** Opening SOURCE RECORDS block **
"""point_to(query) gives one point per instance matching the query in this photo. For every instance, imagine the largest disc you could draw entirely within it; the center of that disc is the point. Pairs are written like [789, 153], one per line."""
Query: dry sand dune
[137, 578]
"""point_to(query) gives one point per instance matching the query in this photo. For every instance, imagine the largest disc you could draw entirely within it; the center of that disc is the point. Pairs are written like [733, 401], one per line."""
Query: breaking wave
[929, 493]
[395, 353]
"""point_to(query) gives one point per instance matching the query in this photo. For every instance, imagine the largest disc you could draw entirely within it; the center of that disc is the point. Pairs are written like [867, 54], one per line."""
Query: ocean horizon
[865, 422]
** Closing SOURCE RECORDS block **
### WORK TO COMPLETE
Without omitting anything, reproduce the whole of the data.

### EXPECTED ANSWER
"""point_to(query) gives one point per instance matching the query in this photo. For every instance, imagine the largest disc you could draw entirely within it; the center of that disc is the point. Pairs are written like [789, 153], one per line."""
Query: dry sand dune
[137, 578]
"""point_to(query) gives one point per instance matching the query in this photo. For every instance, imagine the largest disc you could draw entirely within it; the center of that disc is the point. Pairs are written like [733, 401], one per line."""
Query: breaking wave
[929, 493]
[395, 353]
"""point_to(query) gives one point per instance matching the query in this photo. For every instance, imagine the largest disc you could draw entirely within it; the center of that disc is the point. Pairs are written like [867, 54], one per line."""
Query: ocean horizon
[865, 422]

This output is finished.